Route66map (screen shot of the section of Bridgeport, Okla., is above) shows the oldest alignments in red. Brown is for 1930s to ’50s alignments. Green is for ’50s and ’60s alignments. Blue stands for a later non-interstate section. And black signifies non-Route 66 sections used to connect noncontiguous Route 66 alignments.

Martin wrote on the site:

The lines were drawn using DeLorme Topo maps and then converted over to .KML format. So some of the lines may not be exactly on the road due to the differences in the two data sets of the maps. They should be “close enough” to figure out what road was intended.

In the short time I used the website, I liked its usefulness, especially with its zooming capability and the option of satellite images. I could easily see roadies use the site with on smartphones or with an iPad’s 3G connection.

*Dataset extract*.
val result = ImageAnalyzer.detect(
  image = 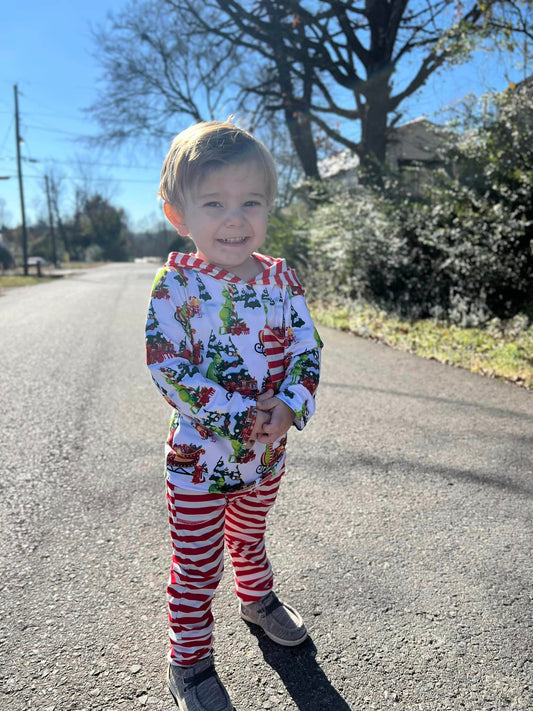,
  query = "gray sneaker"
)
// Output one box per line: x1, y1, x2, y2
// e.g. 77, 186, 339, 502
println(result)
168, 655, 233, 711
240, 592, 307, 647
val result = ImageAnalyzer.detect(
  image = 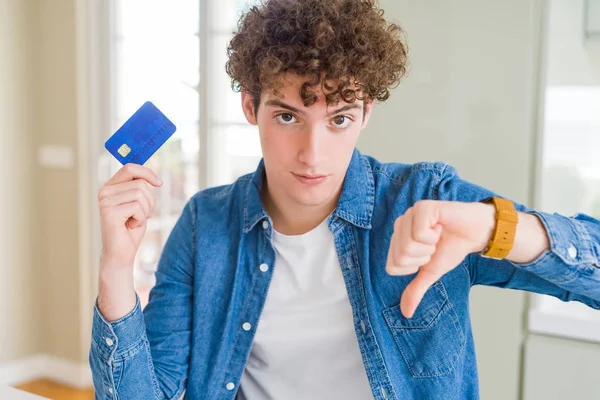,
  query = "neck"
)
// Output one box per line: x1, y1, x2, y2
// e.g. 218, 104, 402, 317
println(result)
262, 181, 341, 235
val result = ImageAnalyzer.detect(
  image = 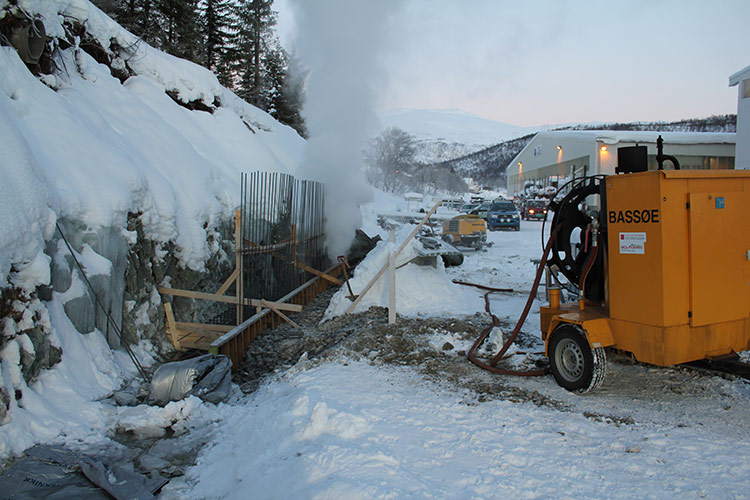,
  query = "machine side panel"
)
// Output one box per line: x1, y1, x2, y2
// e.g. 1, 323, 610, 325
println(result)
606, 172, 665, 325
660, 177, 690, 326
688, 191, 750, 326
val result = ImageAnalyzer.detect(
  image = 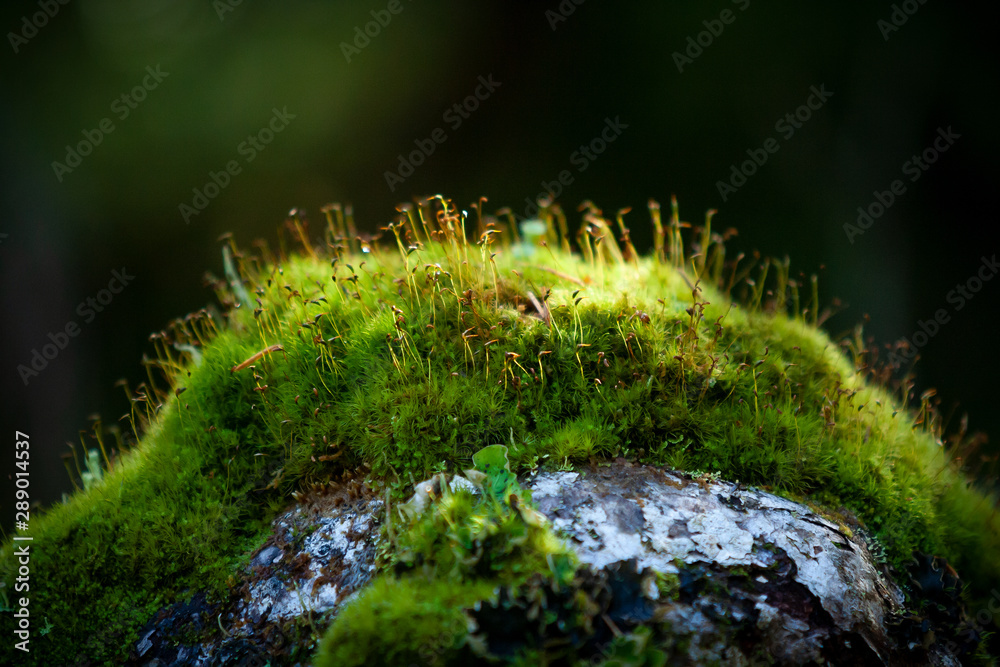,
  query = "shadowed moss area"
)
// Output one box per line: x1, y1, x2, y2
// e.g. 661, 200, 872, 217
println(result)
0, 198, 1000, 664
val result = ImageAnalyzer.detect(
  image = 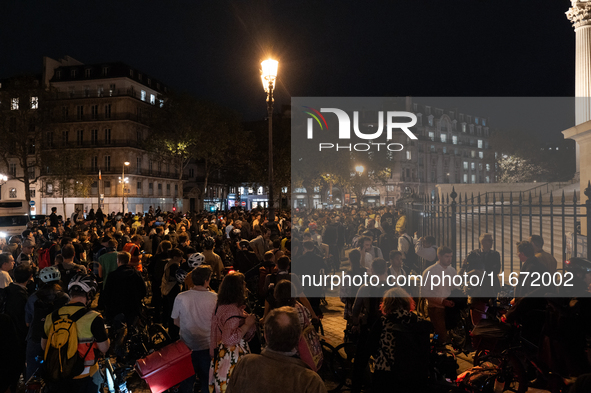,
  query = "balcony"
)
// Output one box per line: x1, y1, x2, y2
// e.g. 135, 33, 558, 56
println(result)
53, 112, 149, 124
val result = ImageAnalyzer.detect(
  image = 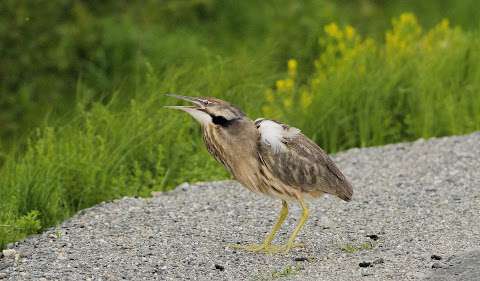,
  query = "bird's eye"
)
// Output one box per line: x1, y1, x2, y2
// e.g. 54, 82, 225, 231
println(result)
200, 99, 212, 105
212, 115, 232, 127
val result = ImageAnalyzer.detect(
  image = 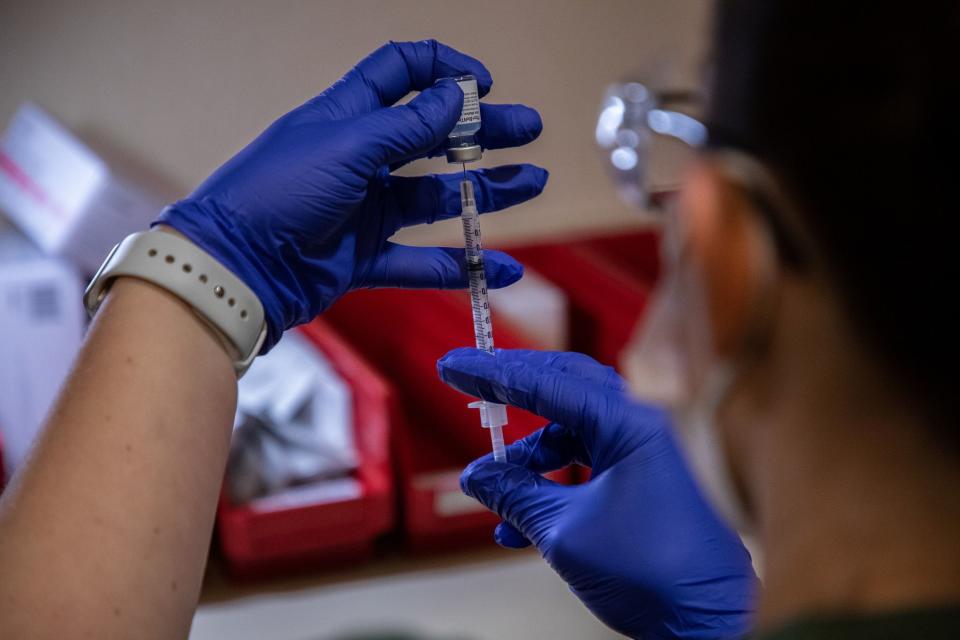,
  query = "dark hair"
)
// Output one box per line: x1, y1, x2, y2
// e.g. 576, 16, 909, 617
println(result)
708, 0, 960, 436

*Tasks to perform*.
1. Write out the Route66map passage from "Route66map (screen shot" up to and including "Route 66 alignments.".
2. List every line color the Route66map passage says the map uses.
The records have no connection to the Route66map passage.

*Task-by-task outputs*.
1.
Route66map (screen shot of the section of Bridgeport, Okla., is above) shows the oldest alignments in red. Brown is for 1930s to ’50s alignments. Green is for ’50s and ’60s alignments. Blue stands for a later non-interstate section. And black signifies non-Route 66 sections used to connect noncontiguous Route 66 alignments.

2. Red, brown, green, blue, black